__Information supplied__.
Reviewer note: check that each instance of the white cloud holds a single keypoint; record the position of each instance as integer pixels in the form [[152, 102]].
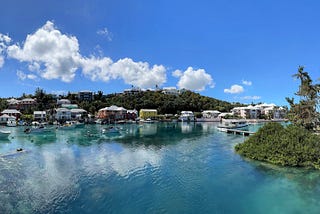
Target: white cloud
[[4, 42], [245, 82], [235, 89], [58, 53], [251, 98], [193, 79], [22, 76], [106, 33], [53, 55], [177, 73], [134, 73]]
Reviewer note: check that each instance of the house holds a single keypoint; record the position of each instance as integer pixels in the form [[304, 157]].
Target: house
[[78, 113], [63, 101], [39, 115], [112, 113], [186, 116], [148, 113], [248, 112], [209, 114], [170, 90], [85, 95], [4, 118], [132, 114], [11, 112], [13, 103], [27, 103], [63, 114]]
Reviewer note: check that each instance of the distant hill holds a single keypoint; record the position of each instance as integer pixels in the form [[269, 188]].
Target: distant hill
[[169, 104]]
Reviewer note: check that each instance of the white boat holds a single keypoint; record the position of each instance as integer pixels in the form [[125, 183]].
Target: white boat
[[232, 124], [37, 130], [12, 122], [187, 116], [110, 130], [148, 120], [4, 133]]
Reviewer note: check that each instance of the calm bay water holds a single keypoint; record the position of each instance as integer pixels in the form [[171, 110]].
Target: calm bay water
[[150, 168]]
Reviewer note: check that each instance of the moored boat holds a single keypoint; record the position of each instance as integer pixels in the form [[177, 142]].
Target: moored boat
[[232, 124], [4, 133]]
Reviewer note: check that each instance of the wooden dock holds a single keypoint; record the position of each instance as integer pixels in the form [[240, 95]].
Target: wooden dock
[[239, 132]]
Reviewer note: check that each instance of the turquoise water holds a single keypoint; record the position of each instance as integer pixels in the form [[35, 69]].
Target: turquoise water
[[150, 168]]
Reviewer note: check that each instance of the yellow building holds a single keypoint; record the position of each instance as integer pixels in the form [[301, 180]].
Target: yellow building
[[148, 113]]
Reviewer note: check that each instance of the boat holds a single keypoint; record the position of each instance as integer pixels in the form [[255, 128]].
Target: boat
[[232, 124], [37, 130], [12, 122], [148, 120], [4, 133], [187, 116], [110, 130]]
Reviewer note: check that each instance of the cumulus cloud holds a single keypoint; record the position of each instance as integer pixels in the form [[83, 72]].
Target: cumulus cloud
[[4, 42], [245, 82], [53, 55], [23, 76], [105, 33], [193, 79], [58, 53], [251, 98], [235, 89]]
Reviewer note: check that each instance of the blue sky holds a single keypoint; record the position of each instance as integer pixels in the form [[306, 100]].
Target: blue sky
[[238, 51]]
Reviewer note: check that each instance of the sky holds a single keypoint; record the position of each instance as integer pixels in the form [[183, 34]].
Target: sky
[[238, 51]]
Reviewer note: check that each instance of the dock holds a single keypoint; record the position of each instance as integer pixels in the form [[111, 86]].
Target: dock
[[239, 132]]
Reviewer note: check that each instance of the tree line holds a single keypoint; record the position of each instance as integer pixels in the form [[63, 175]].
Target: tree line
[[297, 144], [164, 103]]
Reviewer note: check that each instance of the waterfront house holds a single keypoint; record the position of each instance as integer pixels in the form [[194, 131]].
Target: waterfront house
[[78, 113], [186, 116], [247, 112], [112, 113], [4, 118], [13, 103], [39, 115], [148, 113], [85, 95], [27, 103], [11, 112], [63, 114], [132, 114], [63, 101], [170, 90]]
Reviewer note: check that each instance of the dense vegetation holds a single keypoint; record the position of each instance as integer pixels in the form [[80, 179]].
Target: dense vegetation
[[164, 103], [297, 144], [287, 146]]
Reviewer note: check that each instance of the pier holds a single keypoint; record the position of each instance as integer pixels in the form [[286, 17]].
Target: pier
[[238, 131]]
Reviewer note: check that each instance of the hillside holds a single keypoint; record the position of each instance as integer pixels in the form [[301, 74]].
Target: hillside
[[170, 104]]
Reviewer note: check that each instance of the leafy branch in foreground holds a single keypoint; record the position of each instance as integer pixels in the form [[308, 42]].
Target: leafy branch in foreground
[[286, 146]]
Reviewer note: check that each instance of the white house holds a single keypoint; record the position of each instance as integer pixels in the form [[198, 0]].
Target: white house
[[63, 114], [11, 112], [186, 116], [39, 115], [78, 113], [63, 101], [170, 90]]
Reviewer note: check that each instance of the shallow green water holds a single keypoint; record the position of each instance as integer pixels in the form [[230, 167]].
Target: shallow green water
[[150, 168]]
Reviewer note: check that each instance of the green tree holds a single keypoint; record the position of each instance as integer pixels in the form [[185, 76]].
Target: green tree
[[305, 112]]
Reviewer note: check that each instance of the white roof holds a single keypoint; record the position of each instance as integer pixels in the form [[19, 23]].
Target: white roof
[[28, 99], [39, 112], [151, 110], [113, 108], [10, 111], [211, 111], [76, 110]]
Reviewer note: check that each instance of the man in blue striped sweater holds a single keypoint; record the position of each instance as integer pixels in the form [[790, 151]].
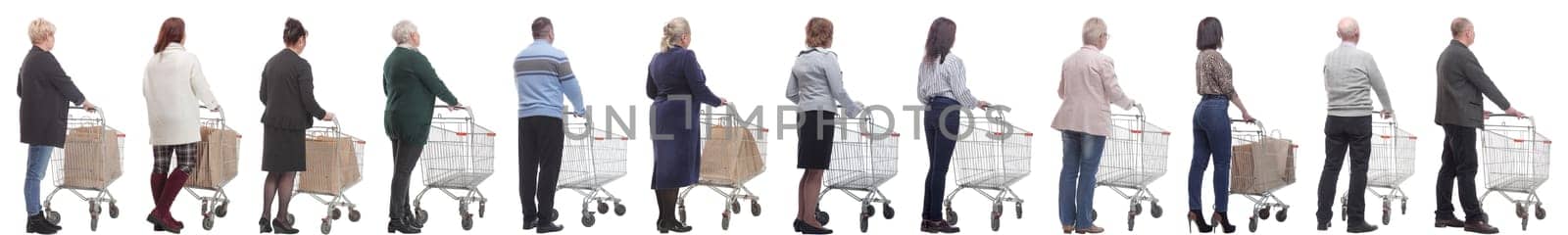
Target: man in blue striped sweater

--

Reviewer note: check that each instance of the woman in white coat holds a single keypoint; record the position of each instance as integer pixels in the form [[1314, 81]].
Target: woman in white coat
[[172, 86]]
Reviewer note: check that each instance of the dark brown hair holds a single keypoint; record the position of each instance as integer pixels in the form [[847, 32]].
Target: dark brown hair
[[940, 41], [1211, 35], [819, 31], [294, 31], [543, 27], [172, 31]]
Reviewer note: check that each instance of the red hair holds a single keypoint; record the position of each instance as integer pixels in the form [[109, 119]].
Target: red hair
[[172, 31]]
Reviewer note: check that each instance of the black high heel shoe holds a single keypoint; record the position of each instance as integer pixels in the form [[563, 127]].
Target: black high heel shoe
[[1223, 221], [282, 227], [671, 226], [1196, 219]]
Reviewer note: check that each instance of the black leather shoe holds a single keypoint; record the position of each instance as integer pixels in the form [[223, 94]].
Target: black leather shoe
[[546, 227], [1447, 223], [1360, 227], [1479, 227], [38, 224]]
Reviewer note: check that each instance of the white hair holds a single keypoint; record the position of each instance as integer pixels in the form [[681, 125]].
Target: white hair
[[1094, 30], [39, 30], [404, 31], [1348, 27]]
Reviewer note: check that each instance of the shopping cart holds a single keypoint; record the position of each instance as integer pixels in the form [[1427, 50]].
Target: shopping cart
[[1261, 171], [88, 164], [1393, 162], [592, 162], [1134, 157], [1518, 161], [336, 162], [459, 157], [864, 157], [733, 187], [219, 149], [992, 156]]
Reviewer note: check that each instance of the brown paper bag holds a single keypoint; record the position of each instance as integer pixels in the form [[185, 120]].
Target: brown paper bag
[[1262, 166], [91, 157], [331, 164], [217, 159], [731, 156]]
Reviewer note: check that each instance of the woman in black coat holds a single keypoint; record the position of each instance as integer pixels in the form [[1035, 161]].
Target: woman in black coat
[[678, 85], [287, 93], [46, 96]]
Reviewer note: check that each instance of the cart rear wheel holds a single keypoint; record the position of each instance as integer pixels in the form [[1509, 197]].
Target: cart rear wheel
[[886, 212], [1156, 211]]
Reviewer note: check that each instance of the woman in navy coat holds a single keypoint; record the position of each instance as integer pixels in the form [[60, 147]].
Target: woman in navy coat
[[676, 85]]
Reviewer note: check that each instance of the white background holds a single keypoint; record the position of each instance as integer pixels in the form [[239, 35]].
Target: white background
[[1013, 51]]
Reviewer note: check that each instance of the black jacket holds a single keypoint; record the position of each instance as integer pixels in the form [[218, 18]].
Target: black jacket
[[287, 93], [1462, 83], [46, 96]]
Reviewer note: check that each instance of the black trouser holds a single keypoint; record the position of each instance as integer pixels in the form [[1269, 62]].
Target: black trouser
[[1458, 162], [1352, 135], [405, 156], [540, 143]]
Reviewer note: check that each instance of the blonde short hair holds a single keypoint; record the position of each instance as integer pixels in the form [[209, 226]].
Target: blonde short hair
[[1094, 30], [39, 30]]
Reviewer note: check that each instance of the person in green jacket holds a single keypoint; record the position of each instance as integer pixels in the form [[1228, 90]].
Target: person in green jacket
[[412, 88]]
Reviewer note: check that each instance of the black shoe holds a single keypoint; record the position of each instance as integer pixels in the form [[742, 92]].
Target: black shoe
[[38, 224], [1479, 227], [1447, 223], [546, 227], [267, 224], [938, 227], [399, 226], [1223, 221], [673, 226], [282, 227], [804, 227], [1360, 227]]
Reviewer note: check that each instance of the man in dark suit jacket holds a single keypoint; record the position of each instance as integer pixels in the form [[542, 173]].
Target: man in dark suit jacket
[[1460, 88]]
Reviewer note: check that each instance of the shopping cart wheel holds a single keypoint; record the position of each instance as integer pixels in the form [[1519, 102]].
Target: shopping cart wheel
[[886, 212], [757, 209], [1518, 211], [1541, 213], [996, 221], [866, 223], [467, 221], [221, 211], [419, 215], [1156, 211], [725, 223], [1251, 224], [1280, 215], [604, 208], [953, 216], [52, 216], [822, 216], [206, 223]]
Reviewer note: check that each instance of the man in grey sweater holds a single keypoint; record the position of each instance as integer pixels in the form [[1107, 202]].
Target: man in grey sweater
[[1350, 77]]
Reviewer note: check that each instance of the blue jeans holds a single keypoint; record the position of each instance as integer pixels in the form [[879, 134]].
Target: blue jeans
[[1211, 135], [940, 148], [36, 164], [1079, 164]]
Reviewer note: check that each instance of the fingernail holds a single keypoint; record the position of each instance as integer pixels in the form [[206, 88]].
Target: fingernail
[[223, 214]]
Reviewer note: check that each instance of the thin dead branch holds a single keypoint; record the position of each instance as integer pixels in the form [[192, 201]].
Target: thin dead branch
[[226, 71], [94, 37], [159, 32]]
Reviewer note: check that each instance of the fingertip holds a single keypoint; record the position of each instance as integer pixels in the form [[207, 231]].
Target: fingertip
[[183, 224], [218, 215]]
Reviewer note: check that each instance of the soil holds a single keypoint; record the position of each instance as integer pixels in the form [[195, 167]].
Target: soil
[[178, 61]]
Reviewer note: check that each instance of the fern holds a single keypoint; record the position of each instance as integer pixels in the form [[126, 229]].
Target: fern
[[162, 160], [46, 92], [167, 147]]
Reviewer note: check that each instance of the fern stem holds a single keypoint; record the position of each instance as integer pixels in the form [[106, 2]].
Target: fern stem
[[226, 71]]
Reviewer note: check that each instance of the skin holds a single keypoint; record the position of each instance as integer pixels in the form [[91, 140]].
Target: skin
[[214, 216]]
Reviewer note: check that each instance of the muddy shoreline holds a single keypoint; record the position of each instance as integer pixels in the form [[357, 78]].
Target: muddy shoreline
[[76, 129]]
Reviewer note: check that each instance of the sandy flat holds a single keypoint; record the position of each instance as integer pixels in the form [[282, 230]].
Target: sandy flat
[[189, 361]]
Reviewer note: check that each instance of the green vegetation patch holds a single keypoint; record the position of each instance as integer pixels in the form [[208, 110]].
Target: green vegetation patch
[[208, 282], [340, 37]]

__Given instruction__.
Reproduce without alteration the lines between the one containing "Reviewer note: check that each instance of the white hair" and the one containing "[[676, 85]]", inclusive.

__The reply__.
Reviewer note: check that each instance of the white hair holds a single keypoint; record the position of each instance as integer pixels in the form [[681, 125]].
Target: white hair
[[1094, 30], [39, 30], [404, 31], [1348, 27]]
Reviewer note: check that each instance of the shopping cart holds a single keypoint; record the position of each instance as integer pixels in the form [[1427, 50]].
Target: shopping cart
[[1261, 171], [88, 164], [1393, 162], [592, 162], [1134, 157], [1518, 161], [336, 162], [459, 157], [864, 157], [733, 187], [219, 149], [992, 156]]
Reviewer note: check that each instance of the brown paper bag holds a single keypoint; record the position of each instance as integer pixels in the form [[185, 120]].
Target: brown paper bag
[[1262, 166], [91, 157], [331, 164], [217, 159], [731, 156]]
Reviewer note: check that each instance of the woman in black coat holds a single keypoint; record the position of each instance as integer pixels in the form [[1035, 161]].
Target: woman in black coat
[[678, 85], [287, 93], [46, 96]]
Reviewer note: check that each instance of the cart rear wheel holds a single keypoint; record the position of each instance as integer pixels in the form [[1509, 197]].
Target: cart rear wheel
[[886, 212], [1156, 211]]
Reviewer note: check that each instance of the woman in navy coat holds a single keypoint; record the position of each instance as integer pixels in the form [[60, 147]].
Target: woman in navy coat
[[676, 85]]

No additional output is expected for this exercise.